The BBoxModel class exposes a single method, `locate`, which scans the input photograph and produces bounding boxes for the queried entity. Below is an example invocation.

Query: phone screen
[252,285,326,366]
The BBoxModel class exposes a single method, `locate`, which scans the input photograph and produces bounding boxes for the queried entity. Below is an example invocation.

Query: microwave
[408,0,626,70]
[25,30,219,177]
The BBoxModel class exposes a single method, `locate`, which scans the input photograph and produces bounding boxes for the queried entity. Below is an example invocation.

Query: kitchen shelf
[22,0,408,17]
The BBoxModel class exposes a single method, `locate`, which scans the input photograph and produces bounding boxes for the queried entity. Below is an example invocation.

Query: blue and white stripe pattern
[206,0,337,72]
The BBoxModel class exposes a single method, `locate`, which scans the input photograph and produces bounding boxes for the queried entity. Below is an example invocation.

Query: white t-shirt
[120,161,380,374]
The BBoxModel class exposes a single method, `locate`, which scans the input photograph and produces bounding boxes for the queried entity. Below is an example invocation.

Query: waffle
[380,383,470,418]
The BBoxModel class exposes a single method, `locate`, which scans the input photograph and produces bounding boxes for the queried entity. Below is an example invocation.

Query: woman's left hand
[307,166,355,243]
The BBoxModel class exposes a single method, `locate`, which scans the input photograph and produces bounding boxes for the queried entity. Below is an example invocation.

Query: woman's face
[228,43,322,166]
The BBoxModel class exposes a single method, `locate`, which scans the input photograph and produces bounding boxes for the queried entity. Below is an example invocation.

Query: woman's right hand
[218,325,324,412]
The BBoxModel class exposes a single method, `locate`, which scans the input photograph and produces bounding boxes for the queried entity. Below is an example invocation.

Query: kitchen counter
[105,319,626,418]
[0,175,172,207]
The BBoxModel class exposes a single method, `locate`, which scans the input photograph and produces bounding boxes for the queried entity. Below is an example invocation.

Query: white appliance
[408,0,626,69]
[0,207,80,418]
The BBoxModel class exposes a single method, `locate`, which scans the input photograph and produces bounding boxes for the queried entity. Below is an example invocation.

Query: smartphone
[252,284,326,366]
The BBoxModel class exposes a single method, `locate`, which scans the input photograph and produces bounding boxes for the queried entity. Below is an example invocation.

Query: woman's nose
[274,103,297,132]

○ ○ ○

Task objective
Lay out the items above as a two-column CSV with the header input,output. Give one row per item, with its text under input and its answer under output, each in a single quoted field with line breaks replaced by spaces.

The response
input,output
"The BBoxModel class exposes a single method, `locate`, which scans the input photograph and produces bounding boxes for the queried entity. Below is an example invocation. Query: phone screen","[252,285,326,366]"
"The BBoxModel class exposes a single method, `locate`, which scans the input photograph and produces bounding boxes for the queried entity. Below is an example invocation. Query: microwave","[408,0,626,70] [25,30,219,177]"
"The BBoxModel class exposes a single method, `locate`, which scans the input photograph and produces bounding boxes for the queried entity. Below is an example invocation. Query: kitchen shelf","[22,0,408,17]"
"The BBoxModel class exposes a single method, `locate`, which scans the input photograph and produces bounding boxes for the queried entity. Below is an example invocation. Query: blue and white stripe pattern","[206,0,337,72]"
"The BBoxModel class exposes a single method, `locate`, which scans the input photograph and produces bounding boxes for the queried entity. Below is an example invocation. Query: white t-shirt","[120,161,380,374]"
"The BBoxModel class exposes a single method, `locate`, which scans the input photograph and produces bounding boxes for the queried entity. Below is an example invocation. Query: waffle","[380,383,470,418]"
"The BBoxModel class exposes a single method, `locate`, which scans the input photograph and produces bounding boxes for the queried entity. Below is an example invocation. Query: woman's left hand","[307,166,355,243]"
"The BBoxModel class exposes a single method, `locate`, which scans the input photograph and produces bounding boxes for the queried entity. Below is an example invocation. Query: woman's face","[228,43,322,166]"
"The BBoxModel class exposes a single method, `locate`, which scans the input photograph and produces bounding boxes for the queried entity. Below is an example invocation. Query: woman's right hand","[218,325,324,412]"
"The BBoxModel class exposes a single method, `locate`, which scans the input photograph and produces bounding boxes for the queried entity. Below is an example invocation. Query: kitchen counter","[105,319,626,418] [0,175,172,207]"
"The BBoxModel class exposes a single method, `locate`, which scans the input photograph and produces bounding boxes for the queried entity. Below is an example invocation. Query: white appliance","[408,0,626,69] [0,207,80,418]"
"The BBoxModel class exposes a single method, `locate`, which scans the input photograph and produces bounding boxes for the queried entity. Below is an example invocation. Query: smartphone","[252,284,326,366]"
"The BBoxModel class exposes a single method, `locate`, which scans the input photograph and produces bounding boxes for the queried entity. Below is an example invocation. Query: woman's nose","[274,103,297,132]"